──────── Recorded information ────────

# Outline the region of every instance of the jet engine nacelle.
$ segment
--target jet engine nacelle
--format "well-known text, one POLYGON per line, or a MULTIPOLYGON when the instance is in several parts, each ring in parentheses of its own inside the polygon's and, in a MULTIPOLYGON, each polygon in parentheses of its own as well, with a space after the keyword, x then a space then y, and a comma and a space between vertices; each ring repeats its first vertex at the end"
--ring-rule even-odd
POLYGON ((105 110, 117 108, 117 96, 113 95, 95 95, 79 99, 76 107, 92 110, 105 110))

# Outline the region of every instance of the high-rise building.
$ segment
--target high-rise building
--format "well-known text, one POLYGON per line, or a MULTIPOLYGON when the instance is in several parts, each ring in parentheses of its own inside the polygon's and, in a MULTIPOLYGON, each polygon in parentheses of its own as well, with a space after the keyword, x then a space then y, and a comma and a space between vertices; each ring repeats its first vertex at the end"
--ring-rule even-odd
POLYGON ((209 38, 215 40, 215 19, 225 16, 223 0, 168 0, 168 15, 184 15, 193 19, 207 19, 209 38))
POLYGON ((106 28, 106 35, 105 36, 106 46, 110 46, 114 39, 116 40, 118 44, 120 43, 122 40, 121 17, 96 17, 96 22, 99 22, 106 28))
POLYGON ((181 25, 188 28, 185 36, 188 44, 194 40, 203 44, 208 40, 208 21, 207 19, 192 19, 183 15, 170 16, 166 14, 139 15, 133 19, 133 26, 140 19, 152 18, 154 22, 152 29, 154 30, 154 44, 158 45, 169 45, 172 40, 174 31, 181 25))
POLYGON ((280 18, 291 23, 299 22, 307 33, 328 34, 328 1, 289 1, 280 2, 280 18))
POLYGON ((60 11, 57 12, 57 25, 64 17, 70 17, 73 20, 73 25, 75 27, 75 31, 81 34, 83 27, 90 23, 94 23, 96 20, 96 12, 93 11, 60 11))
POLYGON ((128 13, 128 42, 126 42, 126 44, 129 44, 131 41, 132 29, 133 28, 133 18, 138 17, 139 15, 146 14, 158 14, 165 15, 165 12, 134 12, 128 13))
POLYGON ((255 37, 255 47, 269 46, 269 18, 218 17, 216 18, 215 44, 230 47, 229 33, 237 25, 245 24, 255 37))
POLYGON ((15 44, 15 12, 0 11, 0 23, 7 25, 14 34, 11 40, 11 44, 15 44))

────────

● **Do this**
Copy every line of the entries above word for word, from the first line to the last.

● **Result for this exercise**
# Outline the region of every instance of the jet engine nacelle.
$ segment
--target jet engine nacelle
--format "well-known text, one POLYGON per line, or a MULTIPOLYGON when the instance is in several parts, each ring in parentheses of its own inside the polygon's and, in a MULTIPOLYGON, each polygon in parentheses of its own as well, with a space after the keyword, x then a space then y, and a comma and a space between vertices; each ring repeats its first vertex at the end"
--ring-rule even-odd
POLYGON ((105 110, 117 108, 117 96, 113 95, 95 95, 79 99, 76 107, 92 110, 105 110))

# Outline the region of every instance of the high-rise building.
$ segment
--target high-rise building
--format "well-known text, one POLYGON per line, or a MULTIPOLYGON when the instance is in several parts, each ring in parentheses of its own inside the polygon's and, in a MULTIPOLYGON, each polygon in parentheses of its own as well, with a space after the keyword, x then a space then y, and a comma and a space between vertices; each ring repeats its first vertex at the end"
--ring-rule even-odd
POLYGON ((209 38, 215 40, 215 19, 225 16, 223 0, 168 0, 168 15, 184 15, 193 19, 207 19, 209 38))
POLYGON ((106 28, 106 35, 105 36, 106 46, 110 46, 114 39, 116 40, 118 44, 120 43, 122 40, 121 17, 96 17, 96 22, 99 22, 106 28))
POLYGON ((181 25, 188 28, 185 36, 188 44, 194 40, 203 44, 208 40, 208 21, 207 19, 192 19, 183 15, 170 16, 166 14, 139 15, 133 19, 133 26, 140 19, 152 18, 154 22, 152 29, 154 30, 154 44, 158 45, 169 45, 172 40, 174 31, 181 25))
POLYGON ((280 18, 291 23, 299 22, 307 33, 328 34, 328 1, 289 1, 280 2, 280 18))
POLYGON ((60 11, 57 12, 57 25, 64 17, 70 17, 73 20, 73 25, 75 27, 75 31, 81 34, 83 27, 90 23, 94 23, 96 20, 96 12, 93 11, 60 11))
POLYGON ((128 13, 128 42, 126 42, 126 44, 129 44, 131 41, 132 29, 133 28, 133 18, 138 17, 139 15, 146 14, 158 14, 165 15, 165 12, 134 12, 128 13))
POLYGON ((255 37, 255 47, 269 46, 269 18, 218 17, 216 18, 215 44, 230 47, 229 33, 237 25, 245 24, 255 37))
POLYGON ((15 44, 15 12, 0 11, 0 23, 7 25, 14 34, 11 40, 11 44, 15 44))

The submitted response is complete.